### WHAT TO DO
Repeat the entries word for word. Leave nothing out.

- - - - - - -

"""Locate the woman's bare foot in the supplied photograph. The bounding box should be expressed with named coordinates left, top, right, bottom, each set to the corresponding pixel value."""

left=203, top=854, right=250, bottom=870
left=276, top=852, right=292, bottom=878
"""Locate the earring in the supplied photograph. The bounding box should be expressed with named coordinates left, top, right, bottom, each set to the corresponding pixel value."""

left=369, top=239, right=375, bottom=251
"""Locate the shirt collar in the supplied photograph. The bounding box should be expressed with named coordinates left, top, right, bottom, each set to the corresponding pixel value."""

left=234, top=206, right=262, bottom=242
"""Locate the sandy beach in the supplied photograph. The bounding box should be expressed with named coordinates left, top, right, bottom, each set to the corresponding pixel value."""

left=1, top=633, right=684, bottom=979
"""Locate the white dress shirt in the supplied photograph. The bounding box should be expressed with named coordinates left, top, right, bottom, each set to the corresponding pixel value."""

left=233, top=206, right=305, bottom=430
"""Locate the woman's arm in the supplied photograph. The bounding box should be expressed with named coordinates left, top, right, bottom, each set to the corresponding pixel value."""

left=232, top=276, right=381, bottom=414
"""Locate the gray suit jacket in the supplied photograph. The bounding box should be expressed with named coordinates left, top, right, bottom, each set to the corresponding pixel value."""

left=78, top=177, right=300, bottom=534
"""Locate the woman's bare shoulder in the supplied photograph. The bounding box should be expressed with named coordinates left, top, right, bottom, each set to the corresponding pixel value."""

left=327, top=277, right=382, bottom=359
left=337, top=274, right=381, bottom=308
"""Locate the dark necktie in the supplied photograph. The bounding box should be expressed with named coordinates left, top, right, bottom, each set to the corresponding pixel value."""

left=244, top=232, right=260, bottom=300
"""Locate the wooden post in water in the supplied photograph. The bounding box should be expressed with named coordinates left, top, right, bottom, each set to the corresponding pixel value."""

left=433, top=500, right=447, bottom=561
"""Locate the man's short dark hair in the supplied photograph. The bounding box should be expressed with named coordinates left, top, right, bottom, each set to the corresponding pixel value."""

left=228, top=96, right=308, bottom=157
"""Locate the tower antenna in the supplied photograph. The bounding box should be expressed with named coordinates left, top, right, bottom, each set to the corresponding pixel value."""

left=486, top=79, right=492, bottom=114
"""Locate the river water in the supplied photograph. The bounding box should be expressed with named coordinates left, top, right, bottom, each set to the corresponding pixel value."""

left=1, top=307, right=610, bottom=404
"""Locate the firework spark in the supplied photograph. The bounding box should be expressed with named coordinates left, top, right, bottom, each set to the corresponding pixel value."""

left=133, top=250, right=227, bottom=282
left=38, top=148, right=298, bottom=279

- - - - - - -

### RESPONSE TO THE TASK
"""Locate the woman's bare foot in the supplied photograph. The bounding box should be expressed with named coordinates left, top, right, bottom, each set to the corresponding pixel value."""

left=203, top=854, right=250, bottom=870
left=276, top=852, right=292, bottom=878
"""Locate the earring in the supplied photograph. The bounding box should be expressed with named coordinates left, top, right, bottom, each set to the corresponding pixel value."""

left=369, top=239, right=375, bottom=251
"""Locate the shirt collar in the supplied photograph. The bounding box should be expressed with named coordinates left, top, right, bottom, each set to the corresponding pixel value."""

left=234, top=206, right=262, bottom=242
"""Locate the sandy beach in the supplied photograph. The bounding box should be expressed with named coordinates left, top, right, bottom, each set to the corresponding pixel value."""

left=1, top=633, right=684, bottom=979
"""Locate the white dress shirt in the supplied photograph. The bounding box should be expressed with named coordinates left, top, right, bottom, each set to the corresponding pixel value."""

left=233, top=206, right=305, bottom=430
"""Locate the woman's arm in the supplied photograph. The bounding box should be expressed with named coordinates left, top, right, bottom, each set to the corresponding pixel value."""

left=232, top=276, right=381, bottom=414
"""Locate the gray suit jacket in the supplied photograph. The bounding box should be expressed with named coordinates left, top, right, bottom, each set to the corresponding pixel value."""

left=78, top=177, right=300, bottom=534
"""Locate the woman's bare shoulder in the supplied photograph. The bounding box should be expressed with named coordinates left, top, right, bottom, each set to the corresponding pixel value."""

left=327, top=277, right=382, bottom=359
left=337, top=274, right=381, bottom=308
"""Locate the dark necktie in the supplied photograph. The bounding box should be expressed with named coordinates left, top, right, bottom, each set to the corresponding pixel value."""

left=244, top=232, right=260, bottom=300
"""Locate the wooden post in water in the supplied photograph. The bounding box should be expressed with named coordinates left, top, right, bottom, each set to the corresponding pixel value."""

left=433, top=500, right=447, bottom=561
"""Locate the man's short dark hair in the supplied photograph. The bounding box should be expressed with named coordinates left, top, right, bottom, each set to the corresponding pixel value."""

left=228, top=96, right=308, bottom=157
"""Locate the tower antenna in the supplied photograph. The bounding box should be expressed with named coordinates left, top, right, bottom, each set to the corresponding pixel value."""

left=486, top=79, right=492, bottom=114
"""Locate the river water in the supplied photograph. The bounding box should be expressed with named coordinates left, top, right, bottom, each set to the corresponding pixel value."""

left=1, top=307, right=610, bottom=404
"""Locate the firework spark in the supplied photograph. The bounding box should be expressed with named coordinates left, top, right, bottom, each set to the corresponding pixel value."""

left=133, top=250, right=227, bottom=282
left=38, top=148, right=298, bottom=279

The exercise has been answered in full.